§ **Tasks to carry out**
1) Can you quote the B.C. wineries article verbatim, everything from "Principals at B.C.’s" down to "becomes more competitive."?
2) How would you extend the article on B.C.'s growing wine industry past its final sentence?

§ **Selected excerpt**
----
Locating outside “crowded” Okanagan and taking part in the Vancouver Playhouse International Wine Festival provide competitive advantages for B.C. wineries

Principals at B.C.’s 208 wineries are using new strategies to court tourists and increase sales outside the province as B.C.’s wine sector rapidly expands and becomes more competitive.

B.C.’s wine industry has ballooned to 208 wineries from 134 wineries five years ago, according to the BC Wine Institute.

It contributed $173.7 million directly to the B.C. economy in 2009, and provides 2,400 direct full-time jobs and nearly 1,000 other full time jobs at companies that either supply products to wineries or sell wines, according to the wine institute’s executive director, Miles Prodan.

Increased competition, however, has prompted entrepreneurs to consider some of the province’s under-the-radar wine regions, such as Vancouver Island, and to be more open to spending the $5,000 total cost of attending the Vancouver Playhouse International Wine Festival, which runs February 27 through March 4.

Festival director Harry Hertscheg told Business in Vancouver that 22 B.C. wineries are slated to attend his 34th annual festival. That’s more local wineries than in any past year except for 2009, when B.C. was the international festival’s theme region. More than 50 wineries participated that year, he said. Last year, 18 of the 180 wineries that sent principals to the festival were based in B.C. Through much of the festival’s history, only about a dozen B.C. wineries took part.

“The numbers show that B.C. wineries increasingly want to participate in Canada’s premier wine show,” Hertscheg said.
----
§ **Records shown**
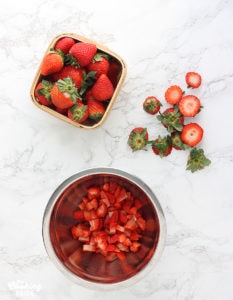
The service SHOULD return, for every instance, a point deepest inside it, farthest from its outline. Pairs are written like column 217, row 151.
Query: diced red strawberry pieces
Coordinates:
column 109, row 221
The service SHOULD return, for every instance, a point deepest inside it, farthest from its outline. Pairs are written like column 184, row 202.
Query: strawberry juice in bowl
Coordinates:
column 104, row 228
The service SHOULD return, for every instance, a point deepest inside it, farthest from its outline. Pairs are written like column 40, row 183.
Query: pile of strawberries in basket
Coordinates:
column 178, row 120
column 77, row 80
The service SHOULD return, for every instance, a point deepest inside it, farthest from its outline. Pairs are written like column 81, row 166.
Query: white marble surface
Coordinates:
column 163, row 40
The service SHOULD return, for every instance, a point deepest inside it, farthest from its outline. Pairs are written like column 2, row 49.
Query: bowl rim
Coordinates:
column 84, row 282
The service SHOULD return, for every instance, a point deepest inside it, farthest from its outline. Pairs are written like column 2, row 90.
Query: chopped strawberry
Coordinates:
column 192, row 134
column 102, row 210
column 109, row 221
column 131, row 223
column 173, row 94
column 141, row 223
column 89, row 248
column 94, row 224
column 92, row 204
column 189, row 106
column 134, row 247
column 80, row 231
column 193, row 79
column 93, row 192
column 78, row 215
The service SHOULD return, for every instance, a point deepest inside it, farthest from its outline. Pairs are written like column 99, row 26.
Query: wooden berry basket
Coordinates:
column 89, row 124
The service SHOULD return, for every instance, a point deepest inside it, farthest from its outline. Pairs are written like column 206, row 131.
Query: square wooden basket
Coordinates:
column 89, row 124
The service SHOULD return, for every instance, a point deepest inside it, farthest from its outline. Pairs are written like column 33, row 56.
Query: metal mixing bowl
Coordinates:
column 92, row 270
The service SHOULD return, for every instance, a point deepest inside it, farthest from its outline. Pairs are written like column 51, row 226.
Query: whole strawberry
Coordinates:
column 138, row 138
column 64, row 44
column 76, row 74
column 78, row 112
column 102, row 89
column 51, row 63
column 197, row 160
column 151, row 105
column 162, row 146
column 173, row 94
column 43, row 91
column 96, row 108
column 64, row 94
column 171, row 119
column 176, row 141
column 99, row 64
column 192, row 134
column 83, row 52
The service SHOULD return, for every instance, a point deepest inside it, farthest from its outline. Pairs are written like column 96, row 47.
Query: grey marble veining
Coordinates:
column 160, row 41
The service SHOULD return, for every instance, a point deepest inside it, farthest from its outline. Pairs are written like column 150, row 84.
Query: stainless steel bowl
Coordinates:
column 87, row 269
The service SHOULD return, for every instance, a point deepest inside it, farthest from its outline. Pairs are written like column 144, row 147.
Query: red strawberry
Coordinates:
column 62, row 111
column 173, row 94
column 193, row 80
column 96, row 109
column 51, row 63
column 83, row 52
column 99, row 64
column 138, row 138
column 64, row 93
column 197, row 160
column 93, row 192
column 171, row 119
column 114, row 72
column 162, row 146
column 64, row 44
column 43, row 91
column 78, row 113
column 102, row 89
column 192, row 134
column 177, row 142
column 189, row 106
column 76, row 74
column 151, row 105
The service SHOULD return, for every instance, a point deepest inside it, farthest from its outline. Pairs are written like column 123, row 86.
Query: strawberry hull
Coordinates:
column 117, row 82
column 113, row 255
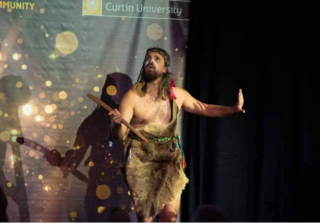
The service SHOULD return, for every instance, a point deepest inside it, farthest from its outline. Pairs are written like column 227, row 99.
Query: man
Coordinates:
column 154, row 170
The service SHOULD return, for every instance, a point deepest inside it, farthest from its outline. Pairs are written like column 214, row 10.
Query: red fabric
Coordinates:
column 171, row 93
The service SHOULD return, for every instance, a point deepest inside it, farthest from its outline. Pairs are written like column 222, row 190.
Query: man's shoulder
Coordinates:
column 179, row 91
column 130, row 95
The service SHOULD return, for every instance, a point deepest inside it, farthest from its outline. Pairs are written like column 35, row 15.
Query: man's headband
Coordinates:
column 163, row 53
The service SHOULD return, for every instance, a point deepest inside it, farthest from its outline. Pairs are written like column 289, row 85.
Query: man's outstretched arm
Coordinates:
column 192, row 105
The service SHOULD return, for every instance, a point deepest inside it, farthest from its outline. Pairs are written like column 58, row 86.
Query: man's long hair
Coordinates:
column 141, row 86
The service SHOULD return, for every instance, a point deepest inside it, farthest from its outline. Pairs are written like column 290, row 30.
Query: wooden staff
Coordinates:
column 97, row 100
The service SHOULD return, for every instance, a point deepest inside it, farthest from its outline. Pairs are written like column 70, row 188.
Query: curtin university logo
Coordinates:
column 92, row 7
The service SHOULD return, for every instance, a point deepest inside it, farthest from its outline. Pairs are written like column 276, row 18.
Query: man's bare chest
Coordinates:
column 150, row 111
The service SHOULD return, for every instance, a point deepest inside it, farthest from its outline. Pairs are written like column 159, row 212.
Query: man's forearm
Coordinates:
column 218, row 110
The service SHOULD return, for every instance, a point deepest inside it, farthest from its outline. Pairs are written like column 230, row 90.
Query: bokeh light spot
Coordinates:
column 96, row 89
column 48, row 83
column 42, row 95
column 119, row 190
column 63, row 95
column 51, row 119
column 47, row 138
column 20, row 40
column 49, row 109
column 101, row 209
column 56, row 97
column 16, row 56
column 27, row 110
column 154, row 31
column 19, row 84
column 32, row 153
column 80, row 99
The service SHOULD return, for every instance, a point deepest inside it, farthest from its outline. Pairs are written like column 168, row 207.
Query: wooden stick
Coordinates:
column 97, row 100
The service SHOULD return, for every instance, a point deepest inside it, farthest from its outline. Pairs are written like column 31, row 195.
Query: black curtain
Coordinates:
column 263, row 165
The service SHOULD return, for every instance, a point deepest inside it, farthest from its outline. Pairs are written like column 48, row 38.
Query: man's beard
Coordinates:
column 151, row 75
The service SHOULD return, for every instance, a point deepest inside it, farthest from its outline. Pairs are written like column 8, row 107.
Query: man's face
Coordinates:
column 154, row 66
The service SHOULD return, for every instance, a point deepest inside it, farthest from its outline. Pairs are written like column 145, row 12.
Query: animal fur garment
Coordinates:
column 154, row 170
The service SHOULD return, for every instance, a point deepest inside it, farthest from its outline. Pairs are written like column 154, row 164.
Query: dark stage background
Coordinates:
column 264, row 165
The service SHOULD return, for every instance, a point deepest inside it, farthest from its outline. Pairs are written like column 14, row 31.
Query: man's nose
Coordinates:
column 150, row 60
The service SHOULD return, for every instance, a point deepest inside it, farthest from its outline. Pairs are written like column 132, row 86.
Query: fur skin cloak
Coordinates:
column 154, row 170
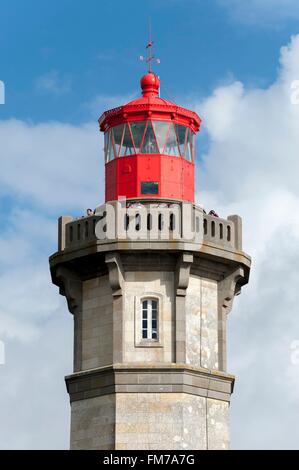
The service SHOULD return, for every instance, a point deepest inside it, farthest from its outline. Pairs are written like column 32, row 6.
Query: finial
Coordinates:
column 149, row 48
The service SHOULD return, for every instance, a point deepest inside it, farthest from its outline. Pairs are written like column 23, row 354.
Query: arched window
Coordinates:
column 149, row 319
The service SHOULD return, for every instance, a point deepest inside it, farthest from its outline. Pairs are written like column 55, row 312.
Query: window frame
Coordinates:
column 148, row 342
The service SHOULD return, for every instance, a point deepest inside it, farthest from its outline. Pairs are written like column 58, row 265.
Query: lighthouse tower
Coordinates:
column 150, row 279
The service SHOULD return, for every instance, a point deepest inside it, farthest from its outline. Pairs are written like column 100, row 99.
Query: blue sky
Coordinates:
column 56, row 57
column 63, row 63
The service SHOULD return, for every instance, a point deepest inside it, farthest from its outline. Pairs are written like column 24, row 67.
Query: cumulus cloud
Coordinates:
column 51, row 165
column 262, row 12
column 251, row 168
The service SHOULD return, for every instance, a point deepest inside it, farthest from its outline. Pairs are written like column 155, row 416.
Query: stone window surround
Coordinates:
column 139, row 341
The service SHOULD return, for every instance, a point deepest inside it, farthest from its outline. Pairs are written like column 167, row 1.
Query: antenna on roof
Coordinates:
column 149, row 48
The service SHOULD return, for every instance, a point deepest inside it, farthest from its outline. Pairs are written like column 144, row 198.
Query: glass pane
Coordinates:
column 171, row 147
column 110, row 151
column 149, row 142
column 137, row 129
column 181, row 133
column 127, row 147
column 161, row 129
column 188, row 152
column 117, row 134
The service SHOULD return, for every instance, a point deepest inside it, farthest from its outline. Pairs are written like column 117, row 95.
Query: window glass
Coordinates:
column 171, row 147
column 181, row 133
column 149, row 142
column 127, row 147
column 144, row 319
column 117, row 134
column 137, row 129
column 110, row 146
column 149, row 322
column 161, row 129
column 149, row 187
column 189, row 149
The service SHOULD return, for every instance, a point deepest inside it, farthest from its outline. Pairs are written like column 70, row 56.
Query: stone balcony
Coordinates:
column 148, row 225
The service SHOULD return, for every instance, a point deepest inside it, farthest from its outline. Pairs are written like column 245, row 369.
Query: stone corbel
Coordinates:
column 228, row 288
column 115, row 270
column 183, row 273
column 71, row 288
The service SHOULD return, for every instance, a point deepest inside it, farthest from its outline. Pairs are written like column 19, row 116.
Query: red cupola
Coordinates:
column 149, row 147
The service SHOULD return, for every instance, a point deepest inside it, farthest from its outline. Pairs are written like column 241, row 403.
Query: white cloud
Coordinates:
column 262, row 12
column 251, row 168
column 53, row 83
column 52, row 164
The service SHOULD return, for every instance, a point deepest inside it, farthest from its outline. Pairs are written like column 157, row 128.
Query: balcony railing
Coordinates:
column 170, row 222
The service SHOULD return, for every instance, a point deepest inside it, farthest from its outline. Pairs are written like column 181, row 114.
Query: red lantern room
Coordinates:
column 149, row 147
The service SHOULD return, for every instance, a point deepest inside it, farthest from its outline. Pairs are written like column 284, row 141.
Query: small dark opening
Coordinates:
column 149, row 187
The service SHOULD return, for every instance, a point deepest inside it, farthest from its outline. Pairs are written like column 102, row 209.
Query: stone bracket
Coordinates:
column 70, row 287
column 228, row 288
column 183, row 273
column 115, row 269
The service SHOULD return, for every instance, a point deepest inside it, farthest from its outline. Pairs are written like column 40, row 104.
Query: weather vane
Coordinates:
column 149, row 48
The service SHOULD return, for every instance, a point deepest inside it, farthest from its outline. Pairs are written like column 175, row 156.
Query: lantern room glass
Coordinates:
column 149, row 137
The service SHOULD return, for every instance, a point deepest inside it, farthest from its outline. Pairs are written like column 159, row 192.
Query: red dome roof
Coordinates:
column 150, row 105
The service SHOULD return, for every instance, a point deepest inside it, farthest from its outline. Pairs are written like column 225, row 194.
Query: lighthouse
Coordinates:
column 150, row 279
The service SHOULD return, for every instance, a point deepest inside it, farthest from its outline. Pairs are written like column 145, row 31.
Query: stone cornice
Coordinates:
column 150, row 378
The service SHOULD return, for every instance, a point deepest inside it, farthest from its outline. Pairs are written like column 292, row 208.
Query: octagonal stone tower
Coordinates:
column 150, row 280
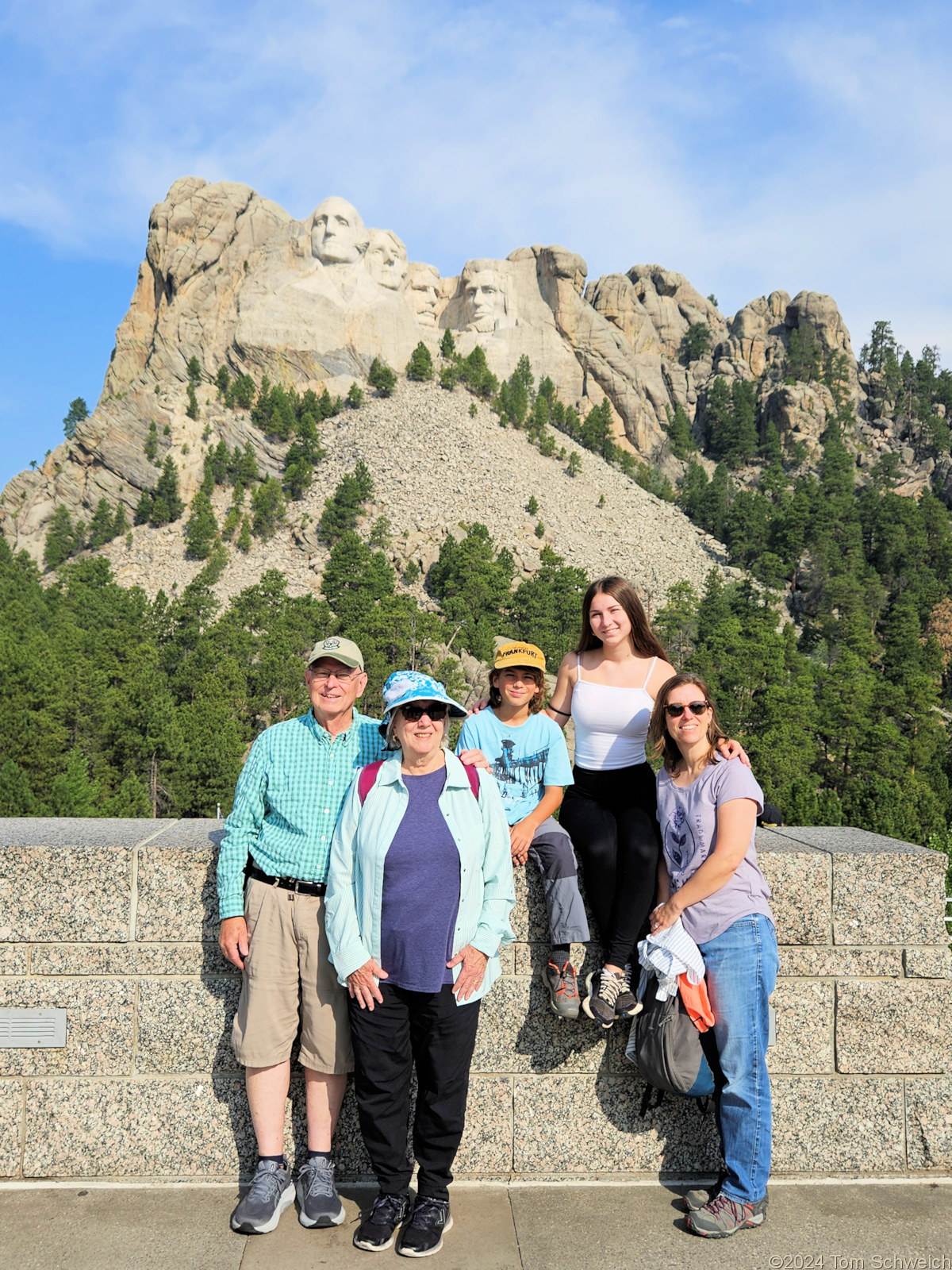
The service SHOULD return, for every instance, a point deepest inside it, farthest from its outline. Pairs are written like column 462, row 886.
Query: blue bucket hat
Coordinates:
column 406, row 686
----
§ **Exercise answers**
1)
Principals at B.C.’s 208 wineries are using new strategies to court tourists and increase sales outside the province as B.C.’s wine sector rapidly expands and becomes more competitive.

2)
Hertscheg’s festival charges participating wineries varying fees to operate a table at the main tastings at the Vancouver Convention Centre. Some get discounts if they donate wine to be auctioned to the festival’s marquee event, the bacchanalia gala dinner and auction, or if they donate wine to be served at that function.

“My gut feeling is that it has been very important for us to be at the festival because it has brought extra business,” said Andy Johnston, who co-owns Vancouver Island’s Averill Creek Vineyards and has been at the festival in each of the past three years. He estimated that the total cost for he and his wife to attend the festival is about $5,000 including table fees, six cases of wine that he brings to pour, hotel and other costs.

“There’s a wine store in Jasper that sends buyers who we met at the festival. They are now carrying our wines,” he said.

Networking at the festival also helped Johnston sell some of his annual 7,000-case production to restaurants such as the Salt Tasting Room.

Other entrepreneurs have followed Johnston’s strategy of buying land on Vancouver Island, building their own winery and marketing their venture by buying rack cards on BC Ferries vessels.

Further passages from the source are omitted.